• [DESCRIÇÃO DA TAREFA]
Transcreva, do texto sobre Graciliano e Borges, a parte que vai de "Durante este ano" até "sobre ele aqui).".

28 maio, 2021

Plágio sem Plágio: Borges, Graciliano e Calvino

 

Durante este ano longo de pandemia, li meia dúzia de romances/novelas novos, pois, para um negão nada especializado na literatura literária, é difícil, sem ir à livraria, achar títulos interessantes. Em compensação, reli -talvez- dezenas de títulos de minha biblioteca, fora aqueles browsings que faço regularmente nas obras nela residentes. 

Parece que nem mencionei por estas bandas que reli os dois livros memorialísticos de Graciliano Ramos, nomeadamente, 'Memórias do Cárcere' e 'Infância', duas obras de arte. Depois delas, andei relendo outras ficciones, e voltei ao velho Graça, tentando fazer a volta em todos os livros de ficção (ver mais sobre ele aqui).

Em pleno dia de hoje, estou relendo

GRACILIANO RAMOS (2OO6) Vidas Secas. 99a. ed.. Rio de Janeiro: Record. [Original de 1938, pouco depois de ter sido libertado da prisão perpetrada pela ditadura Vargas].

Esta é a terceira ou quarta vez que leio/releio as Vidas Secas. Baleia, Fabiano, Sinha Vitória, os dois filhos sem nome. Em plena página 14 do primeiro capítulo (Mudança), o velho Graça está falando em Fabiano, já tendo registrado seu analfabetismo e seus horizontes linguísticos super-limitados, aliás, não apenas linguísticos, mas também aritmetísticos:

[...] Saciado [depois de fartar-se de uma água barrenta], caiu de papo para cima, olhando as estrelas, que vinham nascendo. Uma, duas, três, quatro, havia muitas estrelas, havia mais de cinco estrelas no céu. [...]

Em compensação, quando li essa contagem de estrelas em que cinco equivale ao infinito (ou quase), evoquei leitura mais antiga ainda, identificada com uma monstra duma referência bibliográfica:

BORGES, Jorge Luis (1996) El informe de Brodie [conto]. In: El informe de Brodie [livro]. In: Obras completas, v. 1. Buenos Aires: Emecê. p.449-454. [Impresso en España].

(Itens do conjunto de dados)

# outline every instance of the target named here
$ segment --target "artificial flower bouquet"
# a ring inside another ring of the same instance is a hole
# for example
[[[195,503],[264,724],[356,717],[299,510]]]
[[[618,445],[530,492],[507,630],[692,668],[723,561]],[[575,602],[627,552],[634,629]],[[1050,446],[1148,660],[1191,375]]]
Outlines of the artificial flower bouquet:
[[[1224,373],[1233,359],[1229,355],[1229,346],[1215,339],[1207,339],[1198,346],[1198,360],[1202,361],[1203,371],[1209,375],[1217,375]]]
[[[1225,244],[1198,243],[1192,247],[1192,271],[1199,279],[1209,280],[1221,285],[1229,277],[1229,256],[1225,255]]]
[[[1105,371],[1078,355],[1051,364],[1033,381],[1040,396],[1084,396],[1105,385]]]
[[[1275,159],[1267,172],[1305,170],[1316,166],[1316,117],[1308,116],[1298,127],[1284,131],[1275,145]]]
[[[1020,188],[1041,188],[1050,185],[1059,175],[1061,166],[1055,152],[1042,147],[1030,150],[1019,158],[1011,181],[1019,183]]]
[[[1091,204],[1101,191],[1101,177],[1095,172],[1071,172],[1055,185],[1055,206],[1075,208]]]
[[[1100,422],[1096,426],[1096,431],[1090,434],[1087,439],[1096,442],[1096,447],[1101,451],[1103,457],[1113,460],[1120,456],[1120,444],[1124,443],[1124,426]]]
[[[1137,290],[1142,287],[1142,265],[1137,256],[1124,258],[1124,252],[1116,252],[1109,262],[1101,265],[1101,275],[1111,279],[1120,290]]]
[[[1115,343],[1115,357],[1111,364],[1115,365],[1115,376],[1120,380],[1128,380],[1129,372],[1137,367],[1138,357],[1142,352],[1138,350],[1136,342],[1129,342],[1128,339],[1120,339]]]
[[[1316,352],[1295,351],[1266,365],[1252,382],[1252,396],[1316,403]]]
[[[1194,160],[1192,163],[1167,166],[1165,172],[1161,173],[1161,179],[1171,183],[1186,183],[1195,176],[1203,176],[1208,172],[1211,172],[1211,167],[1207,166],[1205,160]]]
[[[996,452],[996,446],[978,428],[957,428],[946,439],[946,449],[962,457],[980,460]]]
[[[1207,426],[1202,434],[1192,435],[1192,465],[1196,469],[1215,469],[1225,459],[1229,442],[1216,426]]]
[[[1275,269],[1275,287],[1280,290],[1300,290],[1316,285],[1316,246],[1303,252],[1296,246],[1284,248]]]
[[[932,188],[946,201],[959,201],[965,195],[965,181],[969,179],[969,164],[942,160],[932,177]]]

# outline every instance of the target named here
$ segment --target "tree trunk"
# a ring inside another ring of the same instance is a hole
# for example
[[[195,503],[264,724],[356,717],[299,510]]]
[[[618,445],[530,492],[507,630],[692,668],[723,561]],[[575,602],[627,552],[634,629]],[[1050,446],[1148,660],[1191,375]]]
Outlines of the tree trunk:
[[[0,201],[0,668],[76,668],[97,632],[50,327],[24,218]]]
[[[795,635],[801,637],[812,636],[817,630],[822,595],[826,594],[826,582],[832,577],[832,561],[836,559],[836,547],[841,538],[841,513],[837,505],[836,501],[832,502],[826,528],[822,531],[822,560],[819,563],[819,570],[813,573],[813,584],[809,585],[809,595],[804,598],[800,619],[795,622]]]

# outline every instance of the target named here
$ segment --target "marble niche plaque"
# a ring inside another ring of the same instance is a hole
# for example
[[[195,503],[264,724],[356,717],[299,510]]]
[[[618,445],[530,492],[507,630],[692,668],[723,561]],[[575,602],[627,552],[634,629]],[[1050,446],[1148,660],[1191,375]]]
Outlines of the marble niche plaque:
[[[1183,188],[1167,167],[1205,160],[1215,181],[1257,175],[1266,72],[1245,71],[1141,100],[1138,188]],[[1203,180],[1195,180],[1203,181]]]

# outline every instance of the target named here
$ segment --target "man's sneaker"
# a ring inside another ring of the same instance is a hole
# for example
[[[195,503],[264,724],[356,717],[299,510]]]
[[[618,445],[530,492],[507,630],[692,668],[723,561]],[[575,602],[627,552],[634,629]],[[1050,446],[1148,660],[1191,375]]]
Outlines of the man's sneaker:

• [RESOLUÇÃO]
Durante este ano longo de pandemia, li meia dúzia de romances/novelas novos, pois, para um negão nada especializado na literatura literária, é difícil, sem ir à livraria, achar títulos interessantes. Em compensação, reli -talvez- dezenas de títulos de minha biblioteca, fora aqueles browsings que faço regularmente nas obras nela residentes. 

Parece que nem mencionei por estas bandas que reli os dois livros memorialísticos de Graciliano Ramos, nomeadamente, 'Memórias do Cárcere' e 'Infância', duas obras de arte. Depois delas, andei relendo outras ficciones, e voltei ao velho Graça, tentando fazer a volta em todos os livros de ficção (ver mais sobre ele aqui).